Entries:

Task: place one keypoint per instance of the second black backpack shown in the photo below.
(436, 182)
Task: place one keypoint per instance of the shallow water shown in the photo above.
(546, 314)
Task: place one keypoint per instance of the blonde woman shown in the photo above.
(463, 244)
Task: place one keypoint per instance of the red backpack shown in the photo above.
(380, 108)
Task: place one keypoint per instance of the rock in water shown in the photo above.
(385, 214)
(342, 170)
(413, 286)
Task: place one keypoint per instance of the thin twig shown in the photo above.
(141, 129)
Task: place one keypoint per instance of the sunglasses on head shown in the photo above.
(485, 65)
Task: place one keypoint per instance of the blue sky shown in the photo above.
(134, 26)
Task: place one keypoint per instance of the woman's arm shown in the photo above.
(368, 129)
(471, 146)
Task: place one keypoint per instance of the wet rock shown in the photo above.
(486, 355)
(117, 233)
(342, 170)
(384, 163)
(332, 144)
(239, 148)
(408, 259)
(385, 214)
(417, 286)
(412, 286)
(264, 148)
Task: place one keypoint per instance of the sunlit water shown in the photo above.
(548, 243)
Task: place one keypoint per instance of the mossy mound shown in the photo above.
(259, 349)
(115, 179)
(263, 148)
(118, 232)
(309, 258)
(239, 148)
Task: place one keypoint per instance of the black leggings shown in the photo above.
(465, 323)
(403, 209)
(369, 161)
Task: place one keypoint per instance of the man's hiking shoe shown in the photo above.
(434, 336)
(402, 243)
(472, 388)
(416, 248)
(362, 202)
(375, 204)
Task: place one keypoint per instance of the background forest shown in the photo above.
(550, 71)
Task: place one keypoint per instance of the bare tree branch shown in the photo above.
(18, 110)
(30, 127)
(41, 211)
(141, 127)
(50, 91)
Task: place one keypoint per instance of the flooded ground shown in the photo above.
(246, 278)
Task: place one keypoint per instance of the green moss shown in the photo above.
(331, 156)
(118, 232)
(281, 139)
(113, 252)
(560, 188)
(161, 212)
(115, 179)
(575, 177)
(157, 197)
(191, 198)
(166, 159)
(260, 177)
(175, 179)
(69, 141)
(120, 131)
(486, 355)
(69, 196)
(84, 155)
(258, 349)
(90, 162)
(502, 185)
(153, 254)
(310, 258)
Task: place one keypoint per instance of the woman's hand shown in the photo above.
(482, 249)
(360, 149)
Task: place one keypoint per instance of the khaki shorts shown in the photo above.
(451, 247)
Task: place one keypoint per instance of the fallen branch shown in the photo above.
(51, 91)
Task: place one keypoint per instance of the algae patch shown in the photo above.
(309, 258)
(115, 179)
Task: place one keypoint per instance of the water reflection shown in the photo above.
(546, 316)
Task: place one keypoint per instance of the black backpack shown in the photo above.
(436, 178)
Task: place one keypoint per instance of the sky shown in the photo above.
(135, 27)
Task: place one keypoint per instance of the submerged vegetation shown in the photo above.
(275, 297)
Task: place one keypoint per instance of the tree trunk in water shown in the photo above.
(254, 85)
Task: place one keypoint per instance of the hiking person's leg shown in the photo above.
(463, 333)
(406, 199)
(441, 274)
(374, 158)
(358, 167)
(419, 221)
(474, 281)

--

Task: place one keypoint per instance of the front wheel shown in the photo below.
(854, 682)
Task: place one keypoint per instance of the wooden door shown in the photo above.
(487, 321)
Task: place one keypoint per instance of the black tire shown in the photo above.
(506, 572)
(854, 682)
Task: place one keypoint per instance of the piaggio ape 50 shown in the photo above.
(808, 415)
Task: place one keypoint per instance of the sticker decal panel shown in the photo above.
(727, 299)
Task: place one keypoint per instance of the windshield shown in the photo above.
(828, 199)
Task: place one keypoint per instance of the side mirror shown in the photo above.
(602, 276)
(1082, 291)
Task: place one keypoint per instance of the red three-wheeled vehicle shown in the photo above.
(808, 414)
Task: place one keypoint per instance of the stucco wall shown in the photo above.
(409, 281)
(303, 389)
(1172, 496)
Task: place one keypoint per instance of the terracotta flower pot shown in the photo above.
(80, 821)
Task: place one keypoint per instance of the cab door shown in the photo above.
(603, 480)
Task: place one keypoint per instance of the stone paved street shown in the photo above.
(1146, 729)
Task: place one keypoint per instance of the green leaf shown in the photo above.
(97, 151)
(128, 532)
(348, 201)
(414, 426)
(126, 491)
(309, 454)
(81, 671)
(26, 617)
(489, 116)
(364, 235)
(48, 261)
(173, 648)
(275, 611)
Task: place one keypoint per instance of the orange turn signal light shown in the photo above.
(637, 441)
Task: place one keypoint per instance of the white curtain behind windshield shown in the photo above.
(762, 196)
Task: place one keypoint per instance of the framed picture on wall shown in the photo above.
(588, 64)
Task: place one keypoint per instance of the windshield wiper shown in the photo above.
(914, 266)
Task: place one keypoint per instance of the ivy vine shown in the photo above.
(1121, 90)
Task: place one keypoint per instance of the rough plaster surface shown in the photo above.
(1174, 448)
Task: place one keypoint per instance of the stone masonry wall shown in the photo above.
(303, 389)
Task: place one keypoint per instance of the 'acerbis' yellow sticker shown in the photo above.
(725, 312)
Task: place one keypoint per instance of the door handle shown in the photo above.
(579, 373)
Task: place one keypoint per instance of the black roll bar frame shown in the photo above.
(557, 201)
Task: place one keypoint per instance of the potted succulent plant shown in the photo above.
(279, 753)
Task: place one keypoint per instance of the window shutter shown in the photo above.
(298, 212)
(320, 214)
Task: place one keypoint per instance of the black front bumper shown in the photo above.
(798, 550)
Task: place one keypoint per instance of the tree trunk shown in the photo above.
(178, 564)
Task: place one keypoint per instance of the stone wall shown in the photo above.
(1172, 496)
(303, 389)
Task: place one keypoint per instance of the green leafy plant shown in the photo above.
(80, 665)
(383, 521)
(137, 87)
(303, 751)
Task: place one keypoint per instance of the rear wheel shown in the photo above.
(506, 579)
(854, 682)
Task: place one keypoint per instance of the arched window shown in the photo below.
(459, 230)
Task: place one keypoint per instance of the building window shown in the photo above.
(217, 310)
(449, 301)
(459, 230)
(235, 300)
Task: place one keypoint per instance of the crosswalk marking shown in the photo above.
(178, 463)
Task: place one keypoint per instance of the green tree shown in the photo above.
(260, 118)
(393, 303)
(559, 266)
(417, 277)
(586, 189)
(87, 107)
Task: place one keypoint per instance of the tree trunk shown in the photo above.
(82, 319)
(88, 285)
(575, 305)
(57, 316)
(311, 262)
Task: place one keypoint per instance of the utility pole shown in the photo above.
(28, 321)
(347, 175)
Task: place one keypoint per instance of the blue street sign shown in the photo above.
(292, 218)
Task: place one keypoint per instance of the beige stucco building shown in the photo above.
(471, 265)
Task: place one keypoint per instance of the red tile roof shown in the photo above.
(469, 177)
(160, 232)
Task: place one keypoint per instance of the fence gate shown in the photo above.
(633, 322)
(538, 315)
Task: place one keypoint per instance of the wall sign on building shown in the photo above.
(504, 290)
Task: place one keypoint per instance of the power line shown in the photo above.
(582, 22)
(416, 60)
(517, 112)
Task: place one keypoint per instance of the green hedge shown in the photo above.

--

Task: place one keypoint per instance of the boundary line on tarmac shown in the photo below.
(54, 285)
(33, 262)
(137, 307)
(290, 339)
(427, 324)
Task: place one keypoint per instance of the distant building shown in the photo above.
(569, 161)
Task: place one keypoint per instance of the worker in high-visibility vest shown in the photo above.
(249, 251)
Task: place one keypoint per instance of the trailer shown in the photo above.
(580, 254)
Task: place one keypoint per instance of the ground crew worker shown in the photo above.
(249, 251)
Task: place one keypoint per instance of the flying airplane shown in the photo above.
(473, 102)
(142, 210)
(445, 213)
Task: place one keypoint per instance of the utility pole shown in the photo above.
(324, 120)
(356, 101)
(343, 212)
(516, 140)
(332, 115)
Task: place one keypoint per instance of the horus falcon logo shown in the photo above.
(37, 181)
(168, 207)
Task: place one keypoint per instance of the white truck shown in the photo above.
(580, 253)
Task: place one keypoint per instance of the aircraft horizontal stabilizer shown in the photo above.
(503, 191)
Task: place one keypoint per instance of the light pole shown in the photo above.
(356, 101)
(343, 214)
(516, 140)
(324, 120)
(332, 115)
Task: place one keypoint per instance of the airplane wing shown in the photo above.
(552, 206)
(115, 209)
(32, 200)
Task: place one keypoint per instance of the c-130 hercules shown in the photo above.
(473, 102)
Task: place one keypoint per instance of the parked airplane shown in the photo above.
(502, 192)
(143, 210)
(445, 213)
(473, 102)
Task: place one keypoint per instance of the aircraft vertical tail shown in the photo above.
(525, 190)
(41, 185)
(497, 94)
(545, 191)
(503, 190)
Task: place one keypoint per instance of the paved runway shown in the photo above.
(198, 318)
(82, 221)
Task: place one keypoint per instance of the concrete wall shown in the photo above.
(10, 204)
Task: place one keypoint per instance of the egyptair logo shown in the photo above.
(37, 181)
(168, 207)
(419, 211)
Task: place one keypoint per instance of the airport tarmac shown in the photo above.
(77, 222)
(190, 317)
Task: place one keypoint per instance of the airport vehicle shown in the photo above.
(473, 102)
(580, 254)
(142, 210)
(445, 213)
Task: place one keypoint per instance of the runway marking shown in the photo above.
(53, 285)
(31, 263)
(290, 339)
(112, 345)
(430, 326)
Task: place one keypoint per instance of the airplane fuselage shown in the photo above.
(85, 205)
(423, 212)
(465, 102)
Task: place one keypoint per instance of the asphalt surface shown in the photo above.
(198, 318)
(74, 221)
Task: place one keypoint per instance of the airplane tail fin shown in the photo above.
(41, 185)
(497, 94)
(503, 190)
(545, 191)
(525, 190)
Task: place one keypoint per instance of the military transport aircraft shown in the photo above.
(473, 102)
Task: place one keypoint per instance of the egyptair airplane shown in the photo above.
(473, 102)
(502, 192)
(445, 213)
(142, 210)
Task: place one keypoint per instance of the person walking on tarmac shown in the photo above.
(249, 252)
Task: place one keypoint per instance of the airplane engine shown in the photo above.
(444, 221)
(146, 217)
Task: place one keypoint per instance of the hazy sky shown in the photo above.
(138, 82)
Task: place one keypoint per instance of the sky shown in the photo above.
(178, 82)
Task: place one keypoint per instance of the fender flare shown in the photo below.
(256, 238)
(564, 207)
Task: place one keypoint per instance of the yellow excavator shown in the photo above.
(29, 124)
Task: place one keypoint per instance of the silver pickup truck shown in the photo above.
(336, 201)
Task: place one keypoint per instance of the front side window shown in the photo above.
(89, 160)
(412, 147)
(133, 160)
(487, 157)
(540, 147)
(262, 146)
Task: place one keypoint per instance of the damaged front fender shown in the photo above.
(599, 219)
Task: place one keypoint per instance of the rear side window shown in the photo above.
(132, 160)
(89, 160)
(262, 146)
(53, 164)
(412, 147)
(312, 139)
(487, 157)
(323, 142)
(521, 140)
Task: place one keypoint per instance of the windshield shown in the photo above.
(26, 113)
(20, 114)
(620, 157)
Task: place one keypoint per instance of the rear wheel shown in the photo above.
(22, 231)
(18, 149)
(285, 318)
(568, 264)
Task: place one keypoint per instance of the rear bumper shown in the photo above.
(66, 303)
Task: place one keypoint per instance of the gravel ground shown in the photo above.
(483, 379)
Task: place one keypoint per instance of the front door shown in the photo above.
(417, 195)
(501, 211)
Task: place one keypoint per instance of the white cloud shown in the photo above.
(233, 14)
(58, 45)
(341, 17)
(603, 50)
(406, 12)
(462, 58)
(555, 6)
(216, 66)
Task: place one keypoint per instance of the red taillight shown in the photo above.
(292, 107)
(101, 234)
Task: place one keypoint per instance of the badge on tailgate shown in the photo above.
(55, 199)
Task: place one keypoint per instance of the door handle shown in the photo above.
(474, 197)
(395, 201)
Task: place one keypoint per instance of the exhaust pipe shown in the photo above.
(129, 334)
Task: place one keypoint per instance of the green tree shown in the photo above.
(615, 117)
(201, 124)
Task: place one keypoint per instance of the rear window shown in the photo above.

Aim of the task: Locate every line in the records above that contains the word "backpack" and copy each of those lines.

Answer to the exercise:
Task: place one keypoint per instance of the second black backpack shown in the photo below.
Task: place one keypoint per instance of the red backpack shown in the photo above.
Task: place one keypoint per instance of the black backpack shown in the photo above.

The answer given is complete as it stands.